Task details: Gather each line in the records below that contains the word "shirt" and copy it out in full.

┌──

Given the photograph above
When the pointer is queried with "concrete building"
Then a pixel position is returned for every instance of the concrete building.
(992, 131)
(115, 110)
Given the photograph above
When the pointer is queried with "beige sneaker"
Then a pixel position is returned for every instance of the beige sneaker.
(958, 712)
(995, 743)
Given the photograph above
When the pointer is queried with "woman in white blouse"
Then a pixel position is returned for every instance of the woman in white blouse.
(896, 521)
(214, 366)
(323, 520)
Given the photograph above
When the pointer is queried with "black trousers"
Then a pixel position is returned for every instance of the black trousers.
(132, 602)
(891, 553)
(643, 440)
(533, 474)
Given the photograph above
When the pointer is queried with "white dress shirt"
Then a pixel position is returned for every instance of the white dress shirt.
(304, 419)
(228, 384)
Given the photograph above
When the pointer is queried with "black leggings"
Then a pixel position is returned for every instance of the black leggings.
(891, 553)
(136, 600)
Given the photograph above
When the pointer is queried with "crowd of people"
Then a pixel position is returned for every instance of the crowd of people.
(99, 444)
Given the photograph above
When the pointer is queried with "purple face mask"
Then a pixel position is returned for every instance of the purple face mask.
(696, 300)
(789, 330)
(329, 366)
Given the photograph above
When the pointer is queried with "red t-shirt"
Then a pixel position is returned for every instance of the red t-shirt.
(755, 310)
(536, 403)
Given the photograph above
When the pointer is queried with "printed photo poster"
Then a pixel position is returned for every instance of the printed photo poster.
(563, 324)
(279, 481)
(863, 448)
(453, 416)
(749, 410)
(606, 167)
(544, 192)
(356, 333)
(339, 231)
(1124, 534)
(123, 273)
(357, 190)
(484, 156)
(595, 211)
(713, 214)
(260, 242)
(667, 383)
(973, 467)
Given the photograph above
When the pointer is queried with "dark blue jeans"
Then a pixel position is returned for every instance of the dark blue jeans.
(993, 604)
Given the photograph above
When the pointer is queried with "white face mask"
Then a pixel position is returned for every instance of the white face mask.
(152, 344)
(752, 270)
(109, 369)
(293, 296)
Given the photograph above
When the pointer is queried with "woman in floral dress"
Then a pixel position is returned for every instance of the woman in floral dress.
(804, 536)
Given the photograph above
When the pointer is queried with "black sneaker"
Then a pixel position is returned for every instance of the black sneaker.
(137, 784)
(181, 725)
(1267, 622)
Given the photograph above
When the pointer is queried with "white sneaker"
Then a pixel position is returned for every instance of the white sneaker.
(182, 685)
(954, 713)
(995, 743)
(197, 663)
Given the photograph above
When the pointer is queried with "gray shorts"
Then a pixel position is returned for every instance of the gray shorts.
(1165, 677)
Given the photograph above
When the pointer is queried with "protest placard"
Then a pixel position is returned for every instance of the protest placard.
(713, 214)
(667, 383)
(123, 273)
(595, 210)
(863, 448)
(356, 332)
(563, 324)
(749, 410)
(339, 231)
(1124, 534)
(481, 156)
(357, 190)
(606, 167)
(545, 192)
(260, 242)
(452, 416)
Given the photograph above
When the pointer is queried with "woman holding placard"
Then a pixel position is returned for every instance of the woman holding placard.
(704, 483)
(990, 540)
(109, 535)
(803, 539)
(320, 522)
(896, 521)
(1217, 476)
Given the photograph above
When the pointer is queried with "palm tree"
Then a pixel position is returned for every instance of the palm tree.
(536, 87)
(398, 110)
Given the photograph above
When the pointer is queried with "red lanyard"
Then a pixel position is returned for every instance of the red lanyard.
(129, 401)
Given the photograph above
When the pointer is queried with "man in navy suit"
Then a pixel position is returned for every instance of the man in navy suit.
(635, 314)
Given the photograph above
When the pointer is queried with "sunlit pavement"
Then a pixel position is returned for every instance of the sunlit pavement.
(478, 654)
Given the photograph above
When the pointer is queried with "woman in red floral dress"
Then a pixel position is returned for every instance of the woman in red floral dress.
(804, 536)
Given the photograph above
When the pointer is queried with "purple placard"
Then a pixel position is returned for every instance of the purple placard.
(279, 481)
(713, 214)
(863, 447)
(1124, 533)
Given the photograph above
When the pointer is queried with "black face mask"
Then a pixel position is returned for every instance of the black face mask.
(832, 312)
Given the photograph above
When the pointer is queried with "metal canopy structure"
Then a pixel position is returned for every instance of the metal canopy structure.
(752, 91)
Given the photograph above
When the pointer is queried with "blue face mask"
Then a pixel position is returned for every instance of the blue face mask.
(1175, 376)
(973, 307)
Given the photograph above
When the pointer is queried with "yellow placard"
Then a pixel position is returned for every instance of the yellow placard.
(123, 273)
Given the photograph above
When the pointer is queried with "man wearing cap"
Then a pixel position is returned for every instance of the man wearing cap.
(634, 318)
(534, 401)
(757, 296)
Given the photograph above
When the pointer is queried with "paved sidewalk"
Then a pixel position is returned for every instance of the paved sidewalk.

└──
┌──

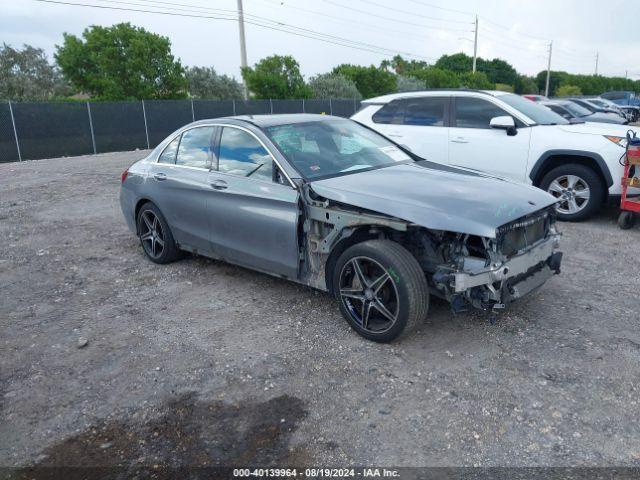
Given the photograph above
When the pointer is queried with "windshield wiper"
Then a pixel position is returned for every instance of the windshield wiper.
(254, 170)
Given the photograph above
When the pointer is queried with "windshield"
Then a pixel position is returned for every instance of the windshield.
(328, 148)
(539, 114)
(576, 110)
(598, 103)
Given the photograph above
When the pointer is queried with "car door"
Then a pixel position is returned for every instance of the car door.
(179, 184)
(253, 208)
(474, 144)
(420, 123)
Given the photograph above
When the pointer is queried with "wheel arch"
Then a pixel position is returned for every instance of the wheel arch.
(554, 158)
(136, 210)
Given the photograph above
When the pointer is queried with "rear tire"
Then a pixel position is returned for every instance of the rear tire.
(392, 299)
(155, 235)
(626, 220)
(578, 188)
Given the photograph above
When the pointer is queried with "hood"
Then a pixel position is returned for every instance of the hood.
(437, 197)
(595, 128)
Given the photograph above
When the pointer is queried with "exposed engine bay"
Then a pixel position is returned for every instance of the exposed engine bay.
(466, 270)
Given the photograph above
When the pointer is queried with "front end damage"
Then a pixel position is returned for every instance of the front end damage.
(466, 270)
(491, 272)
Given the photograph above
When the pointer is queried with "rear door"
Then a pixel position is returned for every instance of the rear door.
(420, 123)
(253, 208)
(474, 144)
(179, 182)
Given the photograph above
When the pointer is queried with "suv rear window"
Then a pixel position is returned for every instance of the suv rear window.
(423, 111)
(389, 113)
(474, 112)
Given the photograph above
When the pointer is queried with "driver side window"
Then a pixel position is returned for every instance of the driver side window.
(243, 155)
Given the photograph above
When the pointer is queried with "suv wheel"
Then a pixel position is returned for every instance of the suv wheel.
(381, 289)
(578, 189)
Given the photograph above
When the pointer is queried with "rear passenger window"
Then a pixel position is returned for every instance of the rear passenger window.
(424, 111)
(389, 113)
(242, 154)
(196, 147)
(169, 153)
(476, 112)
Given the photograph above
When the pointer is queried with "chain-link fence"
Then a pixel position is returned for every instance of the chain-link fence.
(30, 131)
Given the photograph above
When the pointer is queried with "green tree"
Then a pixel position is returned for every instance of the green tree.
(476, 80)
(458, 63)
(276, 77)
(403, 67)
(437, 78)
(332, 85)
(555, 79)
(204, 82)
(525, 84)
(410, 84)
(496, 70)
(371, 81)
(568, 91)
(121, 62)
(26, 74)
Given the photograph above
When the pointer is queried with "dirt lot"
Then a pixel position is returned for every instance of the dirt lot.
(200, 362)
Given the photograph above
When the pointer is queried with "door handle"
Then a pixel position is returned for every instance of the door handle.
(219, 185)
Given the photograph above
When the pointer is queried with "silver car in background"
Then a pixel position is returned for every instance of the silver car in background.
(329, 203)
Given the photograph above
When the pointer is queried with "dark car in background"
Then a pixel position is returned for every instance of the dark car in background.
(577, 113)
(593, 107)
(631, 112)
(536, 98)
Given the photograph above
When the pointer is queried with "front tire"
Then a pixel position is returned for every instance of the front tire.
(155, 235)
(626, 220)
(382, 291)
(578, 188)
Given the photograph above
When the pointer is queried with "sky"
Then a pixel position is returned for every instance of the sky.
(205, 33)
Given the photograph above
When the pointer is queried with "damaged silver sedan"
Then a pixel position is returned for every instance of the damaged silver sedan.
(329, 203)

└──

Written answer:
When the pointer is queried with "white dress shirt"
Then a pixel position is returned for every instance of the white dress shirt.
When the pointer is queried with "red t-shirt"
Then a pixel position is returned for every instance of the red t-shirt.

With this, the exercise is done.